Natural-language object grounding data:
########

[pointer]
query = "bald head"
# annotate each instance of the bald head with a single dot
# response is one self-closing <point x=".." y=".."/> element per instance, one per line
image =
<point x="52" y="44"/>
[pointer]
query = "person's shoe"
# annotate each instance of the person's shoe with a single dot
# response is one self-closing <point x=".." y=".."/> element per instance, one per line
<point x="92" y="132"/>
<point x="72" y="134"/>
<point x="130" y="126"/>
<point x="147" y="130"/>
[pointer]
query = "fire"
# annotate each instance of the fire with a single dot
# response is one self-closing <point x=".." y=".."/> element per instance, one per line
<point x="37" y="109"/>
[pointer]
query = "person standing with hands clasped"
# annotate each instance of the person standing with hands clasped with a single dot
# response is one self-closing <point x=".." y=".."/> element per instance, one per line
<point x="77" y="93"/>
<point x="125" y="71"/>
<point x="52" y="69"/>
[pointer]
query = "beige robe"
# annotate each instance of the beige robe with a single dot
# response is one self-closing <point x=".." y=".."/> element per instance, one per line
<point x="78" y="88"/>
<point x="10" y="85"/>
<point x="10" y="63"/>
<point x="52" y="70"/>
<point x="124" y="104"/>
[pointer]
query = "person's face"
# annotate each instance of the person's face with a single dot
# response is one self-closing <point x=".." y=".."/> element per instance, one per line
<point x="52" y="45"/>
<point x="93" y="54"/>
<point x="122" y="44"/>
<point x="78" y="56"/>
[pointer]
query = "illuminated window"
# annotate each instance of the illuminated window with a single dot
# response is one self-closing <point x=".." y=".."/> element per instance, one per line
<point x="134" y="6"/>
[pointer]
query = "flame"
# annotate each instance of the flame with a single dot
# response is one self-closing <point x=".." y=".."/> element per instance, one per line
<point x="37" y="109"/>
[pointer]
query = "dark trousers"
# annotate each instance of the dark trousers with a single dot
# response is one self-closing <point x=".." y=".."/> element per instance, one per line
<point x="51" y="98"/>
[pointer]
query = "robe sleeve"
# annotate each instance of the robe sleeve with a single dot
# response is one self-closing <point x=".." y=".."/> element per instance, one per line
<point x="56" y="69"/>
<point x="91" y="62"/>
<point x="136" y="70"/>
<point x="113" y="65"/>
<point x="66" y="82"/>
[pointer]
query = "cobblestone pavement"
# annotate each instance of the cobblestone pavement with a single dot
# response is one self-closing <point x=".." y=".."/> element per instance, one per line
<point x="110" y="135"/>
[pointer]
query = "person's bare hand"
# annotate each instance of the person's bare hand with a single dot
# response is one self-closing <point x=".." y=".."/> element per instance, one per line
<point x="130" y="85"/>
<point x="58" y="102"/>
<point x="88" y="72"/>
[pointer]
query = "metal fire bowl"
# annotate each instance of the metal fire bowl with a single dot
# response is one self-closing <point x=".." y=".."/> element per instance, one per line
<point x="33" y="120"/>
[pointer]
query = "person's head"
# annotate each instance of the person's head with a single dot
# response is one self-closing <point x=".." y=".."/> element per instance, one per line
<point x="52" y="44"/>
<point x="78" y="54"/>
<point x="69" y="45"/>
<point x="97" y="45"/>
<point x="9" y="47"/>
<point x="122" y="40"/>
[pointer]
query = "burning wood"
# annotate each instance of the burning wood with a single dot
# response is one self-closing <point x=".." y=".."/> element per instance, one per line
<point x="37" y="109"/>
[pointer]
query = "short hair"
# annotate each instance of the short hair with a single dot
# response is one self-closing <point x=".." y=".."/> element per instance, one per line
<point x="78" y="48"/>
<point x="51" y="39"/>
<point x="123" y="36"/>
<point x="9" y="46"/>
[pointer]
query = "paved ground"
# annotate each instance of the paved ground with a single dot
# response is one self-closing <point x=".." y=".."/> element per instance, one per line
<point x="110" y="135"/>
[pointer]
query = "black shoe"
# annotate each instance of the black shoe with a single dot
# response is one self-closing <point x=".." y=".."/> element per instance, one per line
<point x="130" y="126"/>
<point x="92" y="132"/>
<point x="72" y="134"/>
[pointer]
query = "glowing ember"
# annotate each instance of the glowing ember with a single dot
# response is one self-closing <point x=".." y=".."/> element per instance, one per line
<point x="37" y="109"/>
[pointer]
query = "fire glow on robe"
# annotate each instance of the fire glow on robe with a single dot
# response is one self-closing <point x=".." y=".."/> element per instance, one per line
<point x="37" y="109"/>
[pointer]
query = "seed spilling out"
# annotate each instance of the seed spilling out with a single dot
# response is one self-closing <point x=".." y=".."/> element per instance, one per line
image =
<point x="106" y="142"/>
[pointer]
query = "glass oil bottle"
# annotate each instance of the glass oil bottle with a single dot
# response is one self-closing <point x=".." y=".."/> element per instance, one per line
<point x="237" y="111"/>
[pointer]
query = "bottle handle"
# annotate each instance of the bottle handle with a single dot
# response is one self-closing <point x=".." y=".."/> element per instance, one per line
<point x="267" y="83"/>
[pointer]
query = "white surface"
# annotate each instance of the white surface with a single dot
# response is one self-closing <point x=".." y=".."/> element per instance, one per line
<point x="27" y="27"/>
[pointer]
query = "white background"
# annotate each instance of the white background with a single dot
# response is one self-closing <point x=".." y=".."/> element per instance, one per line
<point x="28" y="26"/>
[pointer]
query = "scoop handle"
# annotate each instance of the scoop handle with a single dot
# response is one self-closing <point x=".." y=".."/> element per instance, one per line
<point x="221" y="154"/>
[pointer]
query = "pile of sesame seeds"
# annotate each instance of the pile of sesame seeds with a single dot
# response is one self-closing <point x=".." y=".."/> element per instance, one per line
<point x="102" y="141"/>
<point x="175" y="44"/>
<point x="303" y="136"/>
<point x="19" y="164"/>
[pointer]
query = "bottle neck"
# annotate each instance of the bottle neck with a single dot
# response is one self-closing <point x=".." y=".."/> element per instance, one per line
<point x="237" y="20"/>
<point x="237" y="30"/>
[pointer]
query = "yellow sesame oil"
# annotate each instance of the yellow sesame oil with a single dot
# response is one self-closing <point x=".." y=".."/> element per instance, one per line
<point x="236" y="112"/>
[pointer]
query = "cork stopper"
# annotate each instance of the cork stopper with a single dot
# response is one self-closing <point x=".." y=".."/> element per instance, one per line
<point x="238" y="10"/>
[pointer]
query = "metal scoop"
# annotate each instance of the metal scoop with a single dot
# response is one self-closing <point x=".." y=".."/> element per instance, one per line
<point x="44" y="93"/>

########

A word-for-word copy of the lines above from the one with "# annotate each instance of the metal fire" through the one with "# annotate each instance of the person's head", inclusive, is the only output wanted.

# annotate each instance of the metal fire bowl with a single dot
# response is one self-closing <point x=".." y=".."/> element per instance, one per line
<point x="33" y="120"/>
[pointer]
query = "person's head"
# annotate each instance of the person's head with a single dot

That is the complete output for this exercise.